In full and without change, transcribe the records below.

# # # # #

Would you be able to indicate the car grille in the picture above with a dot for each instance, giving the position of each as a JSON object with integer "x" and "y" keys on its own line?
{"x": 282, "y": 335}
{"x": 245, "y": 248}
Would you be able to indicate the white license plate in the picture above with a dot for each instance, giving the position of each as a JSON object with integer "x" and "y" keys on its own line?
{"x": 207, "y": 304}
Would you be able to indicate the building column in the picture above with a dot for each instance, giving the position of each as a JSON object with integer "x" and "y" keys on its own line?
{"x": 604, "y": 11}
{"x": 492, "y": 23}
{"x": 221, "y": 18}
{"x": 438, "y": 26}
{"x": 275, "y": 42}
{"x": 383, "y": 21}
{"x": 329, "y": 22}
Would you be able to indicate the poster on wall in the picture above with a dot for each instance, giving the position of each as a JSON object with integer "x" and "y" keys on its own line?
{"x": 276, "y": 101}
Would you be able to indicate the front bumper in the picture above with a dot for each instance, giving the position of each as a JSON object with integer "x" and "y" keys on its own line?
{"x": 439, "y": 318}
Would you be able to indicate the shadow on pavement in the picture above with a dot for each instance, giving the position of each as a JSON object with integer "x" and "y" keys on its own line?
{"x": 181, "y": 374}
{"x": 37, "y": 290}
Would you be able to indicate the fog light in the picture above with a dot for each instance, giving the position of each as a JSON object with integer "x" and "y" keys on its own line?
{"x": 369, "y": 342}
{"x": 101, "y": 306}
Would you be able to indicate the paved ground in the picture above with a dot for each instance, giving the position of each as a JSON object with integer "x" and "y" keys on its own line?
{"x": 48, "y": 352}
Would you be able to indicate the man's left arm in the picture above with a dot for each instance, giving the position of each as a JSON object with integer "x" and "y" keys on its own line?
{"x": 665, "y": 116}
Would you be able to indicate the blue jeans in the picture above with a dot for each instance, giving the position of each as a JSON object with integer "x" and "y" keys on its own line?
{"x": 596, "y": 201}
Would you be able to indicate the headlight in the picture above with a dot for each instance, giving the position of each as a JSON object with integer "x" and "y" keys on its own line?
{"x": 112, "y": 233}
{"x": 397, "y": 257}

# # # # #

● Exercise response
Would you be able to indicate the car grille in the picture above with a dot for each instance, giving the position of each as a JSON object with integer "x" and "y" keys on its own line?
{"x": 282, "y": 335}
{"x": 245, "y": 248}
Would you be able to indicate the white license plate in the picture above with a dot for each instance, giving the position of each as a JSON object with integer "x" and "y" keys on its own line?
{"x": 207, "y": 304}
Would you be able to indicate the building column in the picture above with a dot for each instance, giving the position of each as a JSON object with integer "x" and "y" keys on its own line?
{"x": 604, "y": 11}
{"x": 492, "y": 23}
{"x": 221, "y": 18}
{"x": 438, "y": 26}
{"x": 275, "y": 42}
{"x": 383, "y": 21}
{"x": 329, "y": 22}
Would you be able to indicate the poster on wall in the picture above with a dot for each instance, giving the position of each as a JSON object with integer "x" and "y" keys on its own line?
{"x": 276, "y": 101}
Would you be able to indicate the front bumper in the picture above with a dot for each instance, giving the position of each as a JSON object with integer "x" and "y" keys on its own line?
{"x": 439, "y": 318}
Would you be able to indicate the shadow on pavement in the picture above with a dot for each instance, giving the position of each as a JSON object with integer "x" and "y" keys on its own line?
{"x": 181, "y": 374}
{"x": 37, "y": 290}
Would you be able to indicate the fog light in the picture above with a dot for each instance, giving the position of each as a JSON object with integer "x" and "y" keys on its own line?
{"x": 369, "y": 342}
{"x": 101, "y": 306}
Would you be able to indicate the paved ground in the picture above with a dot for each instance, giving the position of each as a JSON object with integer "x" and "y" keys on its own line?
{"x": 48, "y": 352}
Would you be able to indicate the man's left arm in the picture above with a dot for each instance, giving the position of each as a JSON object with integer "x" and "y" keys on its own line?
{"x": 665, "y": 116}
Would you be able to indicate the blue jeans in the picture above with a dot for each instance, giving the position of each as a JSON object with integer "x" and "y" keys on its own line?
{"x": 596, "y": 201}
Would you be able to indicate the headlight in the picture above with a dot for each instance, giving the position of each as a JSON object with integer "x" and "y" keys on its own line?
{"x": 112, "y": 233}
{"x": 397, "y": 257}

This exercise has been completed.